◆ **What you are asked to do**: Print nothing except the lines of the listing below from the line with "Find the cabinet drawer" to the line with "<point>246,83</point>", each exactly as written, both ends included.

◆ **Data for this exercise**:
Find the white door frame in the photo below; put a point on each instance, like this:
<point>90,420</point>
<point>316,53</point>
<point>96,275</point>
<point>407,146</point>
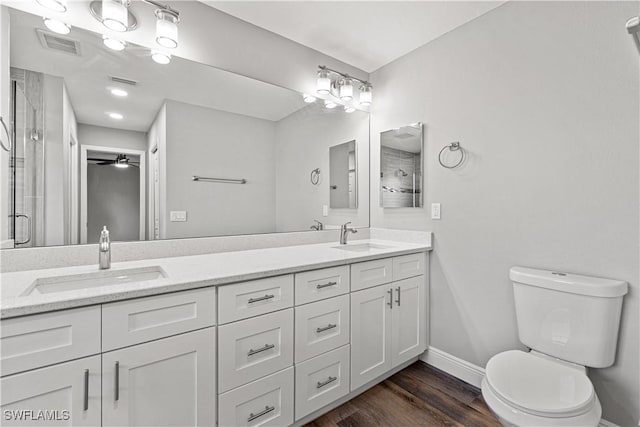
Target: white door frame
<point>84,149</point>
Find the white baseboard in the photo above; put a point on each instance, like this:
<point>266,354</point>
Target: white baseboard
<point>466,371</point>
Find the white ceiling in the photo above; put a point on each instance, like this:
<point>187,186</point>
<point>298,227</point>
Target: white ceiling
<point>365,34</point>
<point>87,79</point>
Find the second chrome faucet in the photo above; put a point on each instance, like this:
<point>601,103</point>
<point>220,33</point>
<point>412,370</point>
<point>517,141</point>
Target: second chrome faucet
<point>344,231</point>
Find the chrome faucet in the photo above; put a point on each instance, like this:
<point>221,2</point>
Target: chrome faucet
<point>344,230</point>
<point>104,249</point>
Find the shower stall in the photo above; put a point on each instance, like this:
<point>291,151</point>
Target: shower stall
<point>26,159</point>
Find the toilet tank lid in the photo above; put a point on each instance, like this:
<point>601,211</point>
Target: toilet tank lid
<point>568,282</point>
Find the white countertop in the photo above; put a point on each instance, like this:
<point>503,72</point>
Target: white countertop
<point>186,272</point>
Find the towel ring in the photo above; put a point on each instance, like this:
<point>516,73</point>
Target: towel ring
<point>6,131</point>
<point>454,146</point>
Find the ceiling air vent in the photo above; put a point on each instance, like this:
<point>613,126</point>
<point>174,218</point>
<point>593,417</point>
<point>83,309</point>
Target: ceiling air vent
<point>123,81</point>
<point>58,43</point>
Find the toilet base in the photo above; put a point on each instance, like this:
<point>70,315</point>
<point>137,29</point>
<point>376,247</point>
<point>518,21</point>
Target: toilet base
<point>512,417</point>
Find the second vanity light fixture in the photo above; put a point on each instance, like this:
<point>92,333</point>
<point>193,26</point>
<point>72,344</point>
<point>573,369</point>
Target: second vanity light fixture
<point>341,85</point>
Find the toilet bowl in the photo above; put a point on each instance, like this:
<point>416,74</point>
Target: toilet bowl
<point>569,322</point>
<point>527,389</point>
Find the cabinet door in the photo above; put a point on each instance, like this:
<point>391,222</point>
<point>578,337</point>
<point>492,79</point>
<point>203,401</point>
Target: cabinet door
<point>370,334</point>
<point>59,395</point>
<point>170,382</point>
<point>408,332</point>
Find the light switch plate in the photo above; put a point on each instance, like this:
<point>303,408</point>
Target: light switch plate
<point>435,210</point>
<point>178,216</point>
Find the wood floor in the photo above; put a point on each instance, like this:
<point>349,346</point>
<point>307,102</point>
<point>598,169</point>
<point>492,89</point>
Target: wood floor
<point>419,395</point>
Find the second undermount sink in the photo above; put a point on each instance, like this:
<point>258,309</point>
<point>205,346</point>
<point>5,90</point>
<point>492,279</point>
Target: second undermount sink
<point>47,285</point>
<point>361,247</point>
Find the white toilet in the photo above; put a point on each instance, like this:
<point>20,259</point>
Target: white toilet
<point>569,322</point>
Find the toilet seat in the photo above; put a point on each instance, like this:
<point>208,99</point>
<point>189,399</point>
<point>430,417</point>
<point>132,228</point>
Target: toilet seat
<point>539,386</point>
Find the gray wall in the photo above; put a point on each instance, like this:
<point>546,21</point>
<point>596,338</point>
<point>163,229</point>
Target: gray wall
<point>113,199</point>
<point>544,96</point>
<point>212,143</point>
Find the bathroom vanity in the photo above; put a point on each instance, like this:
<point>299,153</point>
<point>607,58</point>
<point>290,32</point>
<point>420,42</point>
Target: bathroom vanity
<point>262,337</point>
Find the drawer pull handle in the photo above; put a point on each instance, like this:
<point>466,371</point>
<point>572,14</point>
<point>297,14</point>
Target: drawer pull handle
<point>325,382</point>
<point>326,328</point>
<point>261,349</point>
<point>326,285</point>
<point>117,382</point>
<point>264,298</point>
<point>85,401</point>
<point>267,409</point>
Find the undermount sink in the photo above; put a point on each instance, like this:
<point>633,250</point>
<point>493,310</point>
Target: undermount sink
<point>48,285</point>
<point>361,247</point>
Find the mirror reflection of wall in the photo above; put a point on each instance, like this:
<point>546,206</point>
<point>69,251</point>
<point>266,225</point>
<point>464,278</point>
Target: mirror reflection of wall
<point>343,178</point>
<point>401,167</point>
<point>84,113</point>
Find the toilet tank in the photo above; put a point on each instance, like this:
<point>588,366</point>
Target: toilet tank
<point>568,316</point>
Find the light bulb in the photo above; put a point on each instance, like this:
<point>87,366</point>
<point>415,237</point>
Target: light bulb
<point>346,90</point>
<point>115,15</point>
<point>167,28</point>
<point>55,5</point>
<point>57,26</point>
<point>330,104</point>
<point>323,86</point>
<point>365,94</point>
<point>161,57</point>
<point>119,93</point>
<point>113,44</point>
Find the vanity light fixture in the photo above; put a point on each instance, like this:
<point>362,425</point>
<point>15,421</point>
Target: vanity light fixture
<point>167,28</point>
<point>160,57</point>
<point>340,85</point>
<point>116,116</point>
<point>113,44</point>
<point>54,5</point>
<point>120,93</point>
<point>57,26</point>
<point>330,104</point>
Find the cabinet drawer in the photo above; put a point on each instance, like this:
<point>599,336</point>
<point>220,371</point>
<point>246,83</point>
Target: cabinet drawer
<point>321,284</point>
<point>44,339</point>
<point>371,273</point>
<point>321,326</point>
<point>266,402</point>
<point>409,266</point>
<point>249,299</point>
<point>253,348</point>
<point>321,380</point>
<point>131,322</point>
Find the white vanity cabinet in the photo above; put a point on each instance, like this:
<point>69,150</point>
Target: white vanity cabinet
<point>388,323</point>
<point>169,382</point>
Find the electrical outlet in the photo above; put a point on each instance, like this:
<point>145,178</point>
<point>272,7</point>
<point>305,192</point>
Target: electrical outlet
<point>435,210</point>
<point>178,216</point>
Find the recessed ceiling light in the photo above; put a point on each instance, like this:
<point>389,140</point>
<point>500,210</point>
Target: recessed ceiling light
<point>330,104</point>
<point>55,5</point>
<point>116,116</point>
<point>113,44</point>
<point>57,26</point>
<point>160,57</point>
<point>119,93</point>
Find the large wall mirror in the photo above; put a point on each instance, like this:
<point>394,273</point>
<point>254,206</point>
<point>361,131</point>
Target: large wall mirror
<point>401,167</point>
<point>106,137</point>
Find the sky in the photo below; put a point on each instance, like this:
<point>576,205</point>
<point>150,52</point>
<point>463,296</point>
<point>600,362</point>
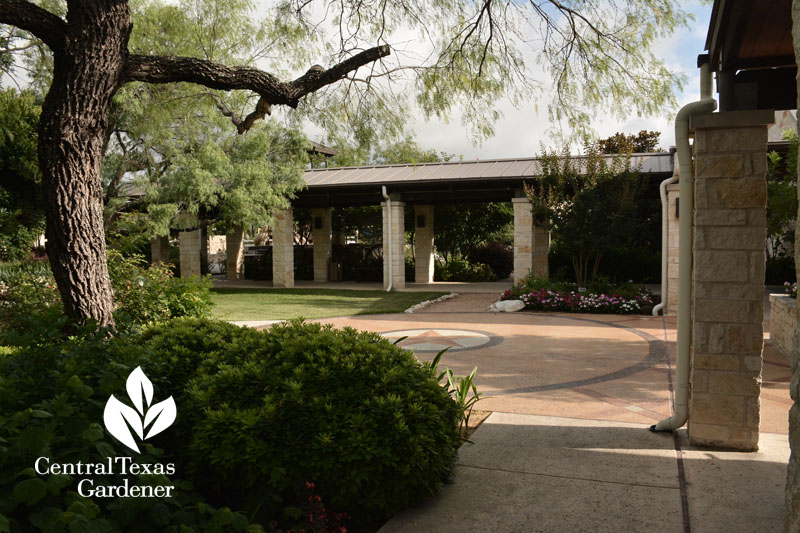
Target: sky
<point>523,131</point>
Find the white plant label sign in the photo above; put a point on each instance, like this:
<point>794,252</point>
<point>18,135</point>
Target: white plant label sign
<point>120,419</point>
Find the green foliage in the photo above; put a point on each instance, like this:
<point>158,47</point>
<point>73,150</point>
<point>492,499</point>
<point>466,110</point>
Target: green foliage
<point>407,151</point>
<point>619,143</point>
<point>460,269</point>
<point>52,405</point>
<point>460,227</point>
<point>782,199</point>
<point>238,180</point>
<point>144,294</point>
<point>595,207</point>
<point>31,310</point>
<point>499,257</point>
<point>359,416</point>
<point>21,212</point>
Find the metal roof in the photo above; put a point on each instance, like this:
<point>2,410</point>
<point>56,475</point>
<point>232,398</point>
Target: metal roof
<point>461,171</point>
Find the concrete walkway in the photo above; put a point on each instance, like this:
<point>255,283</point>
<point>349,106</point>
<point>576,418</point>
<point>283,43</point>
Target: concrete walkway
<point>567,447</point>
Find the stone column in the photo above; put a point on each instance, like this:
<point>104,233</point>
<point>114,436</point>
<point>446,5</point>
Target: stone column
<point>672,249</point>
<point>531,242</point>
<point>234,253</point>
<point>159,250</point>
<point>283,248</point>
<point>423,243</point>
<point>523,237</point>
<point>728,280</point>
<point>398,245</point>
<point>322,234</point>
<point>190,243</point>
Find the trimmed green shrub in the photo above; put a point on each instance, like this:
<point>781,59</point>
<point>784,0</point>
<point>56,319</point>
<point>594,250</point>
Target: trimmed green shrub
<point>265,419</point>
<point>498,256</point>
<point>602,297</point>
<point>31,311</point>
<point>360,417</point>
<point>52,405</point>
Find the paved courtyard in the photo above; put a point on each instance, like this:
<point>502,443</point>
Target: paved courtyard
<point>567,447</point>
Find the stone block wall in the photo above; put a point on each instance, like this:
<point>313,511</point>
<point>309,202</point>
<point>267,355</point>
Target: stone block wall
<point>728,284</point>
<point>423,244</point>
<point>323,241</point>
<point>398,245</point>
<point>782,320</point>
<point>190,244</point>
<point>216,254</point>
<point>159,250</point>
<point>283,248</point>
<point>531,242</point>
<point>541,251</point>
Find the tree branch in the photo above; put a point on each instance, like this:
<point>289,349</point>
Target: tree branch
<point>272,91</point>
<point>40,22</point>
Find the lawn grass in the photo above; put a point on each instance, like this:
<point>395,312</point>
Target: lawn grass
<point>284,304</point>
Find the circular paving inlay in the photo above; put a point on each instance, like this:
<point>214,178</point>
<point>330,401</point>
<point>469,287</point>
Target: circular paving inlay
<point>436,340</point>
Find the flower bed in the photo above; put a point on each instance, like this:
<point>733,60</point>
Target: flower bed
<point>542,295</point>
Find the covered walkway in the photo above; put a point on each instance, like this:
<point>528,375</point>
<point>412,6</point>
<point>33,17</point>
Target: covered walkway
<point>422,186</point>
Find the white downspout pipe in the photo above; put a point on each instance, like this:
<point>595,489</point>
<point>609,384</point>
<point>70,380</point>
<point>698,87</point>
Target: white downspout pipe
<point>389,237</point>
<point>662,189</point>
<point>705,105</point>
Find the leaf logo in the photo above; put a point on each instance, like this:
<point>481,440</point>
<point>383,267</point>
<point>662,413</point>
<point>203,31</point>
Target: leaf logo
<point>120,419</point>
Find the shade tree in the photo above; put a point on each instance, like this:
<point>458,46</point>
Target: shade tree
<point>596,53</point>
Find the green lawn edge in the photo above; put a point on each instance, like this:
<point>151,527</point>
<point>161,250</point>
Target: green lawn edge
<point>285,304</point>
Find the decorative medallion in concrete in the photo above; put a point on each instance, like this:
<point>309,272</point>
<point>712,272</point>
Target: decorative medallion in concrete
<point>436,340</point>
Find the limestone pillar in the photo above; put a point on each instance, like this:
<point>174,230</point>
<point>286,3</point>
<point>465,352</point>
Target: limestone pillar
<point>728,281</point>
<point>672,249</point>
<point>283,248</point>
<point>792,517</point>
<point>398,245</point>
<point>531,242</point>
<point>159,250</point>
<point>423,243</point>
<point>190,245</point>
<point>234,253</point>
<point>322,234</point>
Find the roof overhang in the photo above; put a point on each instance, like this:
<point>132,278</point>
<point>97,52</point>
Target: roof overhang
<point>751,50</point>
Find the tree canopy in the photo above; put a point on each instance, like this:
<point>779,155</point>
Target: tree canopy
<point>620,143</point>
<point>21,213</point>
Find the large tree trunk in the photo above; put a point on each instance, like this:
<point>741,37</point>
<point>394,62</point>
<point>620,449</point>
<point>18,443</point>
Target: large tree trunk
<point>71,135</point>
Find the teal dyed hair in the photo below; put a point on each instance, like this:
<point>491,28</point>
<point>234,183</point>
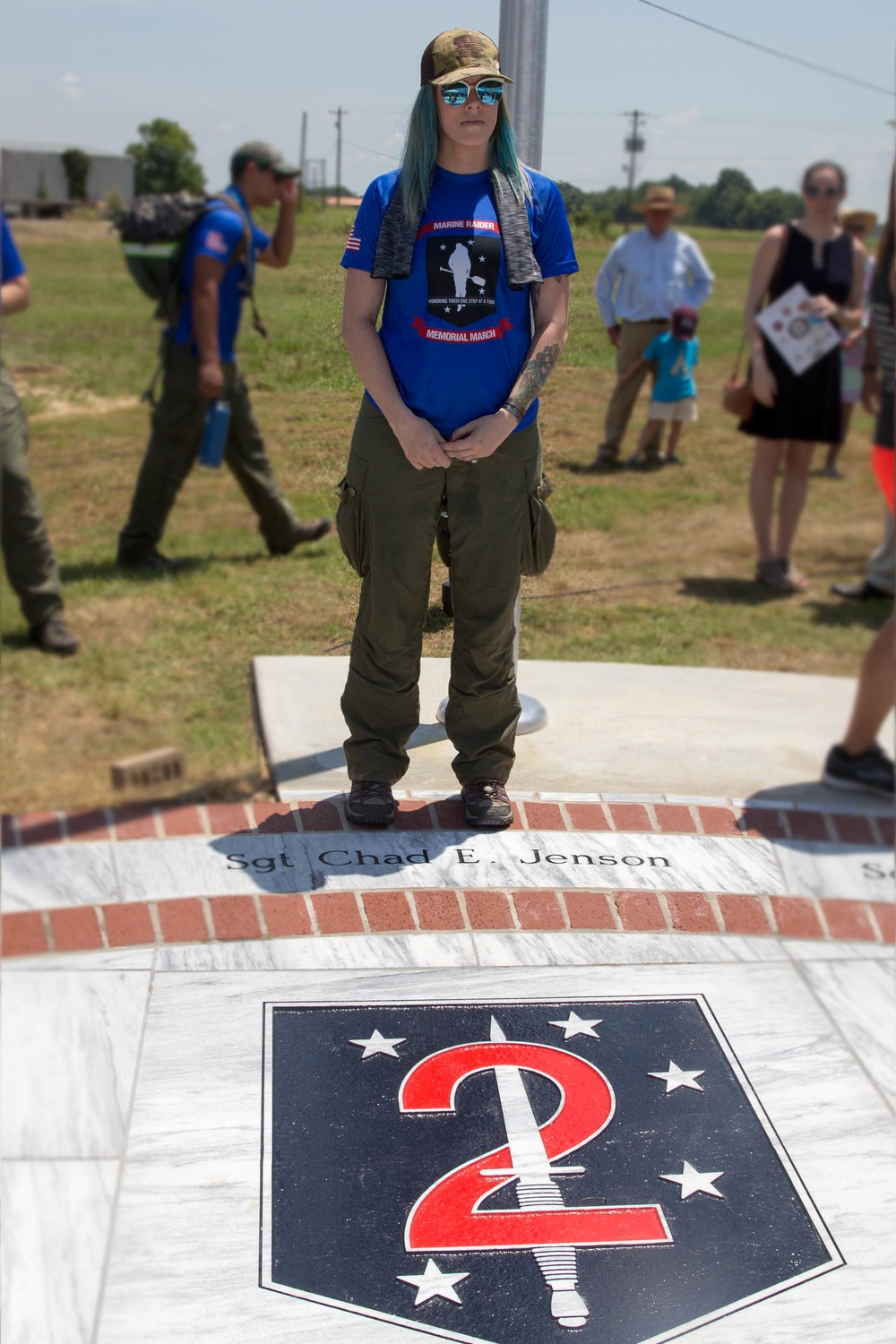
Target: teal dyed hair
<point>422,147</point>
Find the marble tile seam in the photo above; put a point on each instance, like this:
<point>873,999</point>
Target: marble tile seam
<point>656,814</point>
<point>238,918</point>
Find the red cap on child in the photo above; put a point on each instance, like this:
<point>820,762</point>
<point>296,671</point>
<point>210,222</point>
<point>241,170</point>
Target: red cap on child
<point>684,322</point>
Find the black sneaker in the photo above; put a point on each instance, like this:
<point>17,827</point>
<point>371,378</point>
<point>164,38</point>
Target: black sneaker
<point>56,637</point>
<point>371,804</point>
<point>869,771</point>
<point>487,804</point>
<point>147,562</point>
<point>304,532</point>
<point>861,591</point>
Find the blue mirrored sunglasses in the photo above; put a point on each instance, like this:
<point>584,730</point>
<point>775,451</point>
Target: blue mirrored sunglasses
<point>487,91</point>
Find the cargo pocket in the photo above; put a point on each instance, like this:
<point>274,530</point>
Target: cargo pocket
<point>540,531</point>
<point>349,518</point>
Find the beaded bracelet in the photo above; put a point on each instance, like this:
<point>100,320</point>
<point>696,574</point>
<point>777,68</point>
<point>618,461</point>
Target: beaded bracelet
<point>514,410</point>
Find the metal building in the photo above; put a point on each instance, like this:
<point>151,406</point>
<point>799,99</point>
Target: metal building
<point>32,179</point>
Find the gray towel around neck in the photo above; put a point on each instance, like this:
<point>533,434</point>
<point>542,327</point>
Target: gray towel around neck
<point>395,245</point>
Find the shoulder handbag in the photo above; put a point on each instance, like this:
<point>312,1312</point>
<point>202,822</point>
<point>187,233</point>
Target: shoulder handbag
<point>737,395</point>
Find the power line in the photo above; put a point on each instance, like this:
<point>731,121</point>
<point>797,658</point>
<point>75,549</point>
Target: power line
<point>368,151</point>
<point>770,51</point>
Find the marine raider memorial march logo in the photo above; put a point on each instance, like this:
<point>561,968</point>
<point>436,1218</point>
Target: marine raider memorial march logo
<point>517,1172</point>
<point>462,263</point>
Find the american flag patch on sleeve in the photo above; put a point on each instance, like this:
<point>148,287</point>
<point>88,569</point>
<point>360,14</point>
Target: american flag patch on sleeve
<point>215,241</point>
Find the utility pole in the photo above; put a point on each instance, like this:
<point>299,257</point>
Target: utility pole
<point>303,147</point>
<point>339,113</point>
<point>634,145</point>
<point>522,42</point>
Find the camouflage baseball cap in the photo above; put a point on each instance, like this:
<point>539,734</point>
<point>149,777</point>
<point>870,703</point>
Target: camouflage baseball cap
<point>266,156</point>
<point>460,53</point>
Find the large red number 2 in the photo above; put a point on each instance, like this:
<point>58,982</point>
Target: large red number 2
<point>447,1215</point>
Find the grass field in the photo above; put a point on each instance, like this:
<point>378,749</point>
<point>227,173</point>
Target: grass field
<point>649,569</point>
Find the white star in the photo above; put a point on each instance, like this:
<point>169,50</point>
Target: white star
<point>692,1180</point>
<point>378,1045</point>
<point>433,1282</point>
<point>676,1077</point>
<point>575,1026</point>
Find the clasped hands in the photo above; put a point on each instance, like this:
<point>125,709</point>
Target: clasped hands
<point>425,446</point>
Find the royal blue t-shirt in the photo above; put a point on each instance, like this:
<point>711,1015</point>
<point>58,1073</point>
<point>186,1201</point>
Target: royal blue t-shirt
<point>11,263</point>
<point>677,359</point>
<point>454,332</point>
<point>217,236</point>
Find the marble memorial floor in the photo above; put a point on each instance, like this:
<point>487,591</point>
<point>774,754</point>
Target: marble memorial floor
<point>142,948</point>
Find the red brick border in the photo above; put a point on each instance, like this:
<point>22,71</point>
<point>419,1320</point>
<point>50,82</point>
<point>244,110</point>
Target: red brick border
<point>300,914</point>
<point>228,918</point>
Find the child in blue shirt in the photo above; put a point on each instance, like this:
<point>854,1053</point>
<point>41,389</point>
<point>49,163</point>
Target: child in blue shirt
<point>675,394</point>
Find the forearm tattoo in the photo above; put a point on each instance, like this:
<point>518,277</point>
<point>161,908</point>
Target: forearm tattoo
<point>533,376</point>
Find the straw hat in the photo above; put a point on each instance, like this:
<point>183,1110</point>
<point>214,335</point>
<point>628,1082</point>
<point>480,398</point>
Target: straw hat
<point>858,217</point>
<point>661,199</point>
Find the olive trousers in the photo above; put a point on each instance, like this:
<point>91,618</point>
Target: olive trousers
<point>387,521</point>
<point>174,446</point>
<point>31,566</point>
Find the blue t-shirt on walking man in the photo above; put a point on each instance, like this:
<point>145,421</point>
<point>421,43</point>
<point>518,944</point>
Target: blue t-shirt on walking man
<point>676,358</point>
<point>11,263</point>
<point>218,234</point>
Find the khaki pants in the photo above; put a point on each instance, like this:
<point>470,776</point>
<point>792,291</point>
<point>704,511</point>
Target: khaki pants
<point>174,448</point>
<point>634,339</point>
<point>882,564</point>
<point>387,521</point>
<point>31,566</point>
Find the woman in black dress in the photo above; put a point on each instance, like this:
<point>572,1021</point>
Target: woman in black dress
<point>793,411</point>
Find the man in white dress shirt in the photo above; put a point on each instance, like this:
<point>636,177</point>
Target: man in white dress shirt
<point>646,274</point>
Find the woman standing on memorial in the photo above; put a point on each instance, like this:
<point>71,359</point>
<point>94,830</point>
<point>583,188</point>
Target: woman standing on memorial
<point>793,413</point>
<point>468,254</point>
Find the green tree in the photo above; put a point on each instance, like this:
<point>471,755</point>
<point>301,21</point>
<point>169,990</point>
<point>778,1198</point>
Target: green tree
<point>75,164</point>
<point>166,159</point>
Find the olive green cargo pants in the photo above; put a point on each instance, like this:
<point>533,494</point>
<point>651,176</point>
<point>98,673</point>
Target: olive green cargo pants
<point>174,446</point>
<point>31,566</point>
<point>387,521</point>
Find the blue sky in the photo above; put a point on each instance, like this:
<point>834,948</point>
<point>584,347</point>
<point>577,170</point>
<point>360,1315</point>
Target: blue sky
<point>90,70</point>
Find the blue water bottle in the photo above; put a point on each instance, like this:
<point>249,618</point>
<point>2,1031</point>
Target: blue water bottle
<point>211,451</point>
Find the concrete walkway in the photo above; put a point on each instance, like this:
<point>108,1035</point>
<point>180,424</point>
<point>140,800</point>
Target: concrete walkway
<point>613,728</point>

◆ **Solution to the exercise**:
Find the cabinet drawer in the photo above; put a point on each instance, like this:
<point>599,336</point>
<point>220,371</point>
<point>246,83</point>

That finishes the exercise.